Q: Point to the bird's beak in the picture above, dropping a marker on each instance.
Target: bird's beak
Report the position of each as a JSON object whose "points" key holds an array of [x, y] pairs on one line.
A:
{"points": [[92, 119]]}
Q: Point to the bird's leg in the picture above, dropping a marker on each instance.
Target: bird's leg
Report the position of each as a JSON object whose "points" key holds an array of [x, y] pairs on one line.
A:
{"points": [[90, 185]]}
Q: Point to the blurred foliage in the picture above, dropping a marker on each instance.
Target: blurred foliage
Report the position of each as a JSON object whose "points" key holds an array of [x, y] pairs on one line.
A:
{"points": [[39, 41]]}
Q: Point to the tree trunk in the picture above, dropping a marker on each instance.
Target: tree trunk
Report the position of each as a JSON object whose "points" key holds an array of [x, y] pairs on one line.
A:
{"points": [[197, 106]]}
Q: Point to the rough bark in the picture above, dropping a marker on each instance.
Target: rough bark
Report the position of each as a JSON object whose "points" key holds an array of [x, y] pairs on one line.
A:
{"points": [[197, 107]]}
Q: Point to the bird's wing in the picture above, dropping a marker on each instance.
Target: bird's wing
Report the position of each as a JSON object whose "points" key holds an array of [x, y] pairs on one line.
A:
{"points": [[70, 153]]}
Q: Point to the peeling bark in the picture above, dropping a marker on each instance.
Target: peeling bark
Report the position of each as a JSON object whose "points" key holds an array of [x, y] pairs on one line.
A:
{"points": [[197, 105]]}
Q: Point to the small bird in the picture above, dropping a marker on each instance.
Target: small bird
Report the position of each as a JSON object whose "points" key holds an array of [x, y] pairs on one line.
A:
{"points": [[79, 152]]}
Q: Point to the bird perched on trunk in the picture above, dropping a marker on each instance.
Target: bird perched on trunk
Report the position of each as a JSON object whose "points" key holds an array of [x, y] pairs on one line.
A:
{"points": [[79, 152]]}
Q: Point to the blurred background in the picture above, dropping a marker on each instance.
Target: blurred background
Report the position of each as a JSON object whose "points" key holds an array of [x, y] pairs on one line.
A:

Exercise:
Every record must appear in the answer exactly as it appears above.

Finished exercise:
Q: Point to the bird's beak in the picture above, dropping a marker on each instance.
Target: bird's beak
Report the position of each as a JSON object whose "points" key holds an array of [x, y] pairs on one line.
A:
{"points": [[92, 119]]}
Q: Point to the bird's leg in the picture above, dropping a marker on each instance.
Target: bird's leg
Report the position of each as a JSON object whose "points" key holds an array of [x, y] pairs on one line.
A:
{"points": [[90, 185]]}
Q: Point to the blurred foliage in the picture above, dropping a marker on each instance.
Target: blurred foliage
Report the position of each as a JSON object whose "points" key holds an array of [x, y] pairs on one line.
A:
{"points": [[39, 41]]}
Q: Point to the tree trunk in the picture above, dropping a marker on each instance.
Target: tree trunk
Report the position of each as a JSON object whose "points" key holds an array of [x, y] pairs on one line.
A:
{"points": [[197, 106]]}
Q: Point to the rough bark in the picture above, dropping a marker on each instance.
Target: rough bark
Report the position of each as a JSON object whose "points" key holds an array of [x, y] pairs on one line.
A:
{"points": [[197, 107]]}
Q: Point to the bird's wing in the picture above, dropping a marker on each instance.
Target: bird's wing
Report the position of each as a JSON object whose "points" key holds an array of [x, y] pairs on one line.
A:
{"points": [[70, 153]]}
Q: Point to the peeling bark in the picture above, dropping a marker on each instance.
Target: peeling bark
Report the position of each as a JSON object whose "points" key holds an array of [x, y] pairs on one line.
A:
{"points": [[197, 105]]}
Q: Point to the small bird in the picture above, dropping a marker on each instance.
Target: small bird
Report the position of each as a JSON object whose "points" key holds an array of [x, y] pairs on one line.
A:
{"points": [[79, 152]]}
Q: Point to the bird perched on trunk in the picture above, dropping a marker on each instance.
Target: bird perched on trunk
Report the position of each as a JSON object whose "points" key holds an array of [x, y] pairs on one line.
A:
{"points": [[79, 152]]}
Q: Point to the blurred background in the picture above, dropping a marker on each instance.
Target: blurred background
Report the position of each as a JSON object whose "points" key holds an array of [x, y] pairs on one line.
A:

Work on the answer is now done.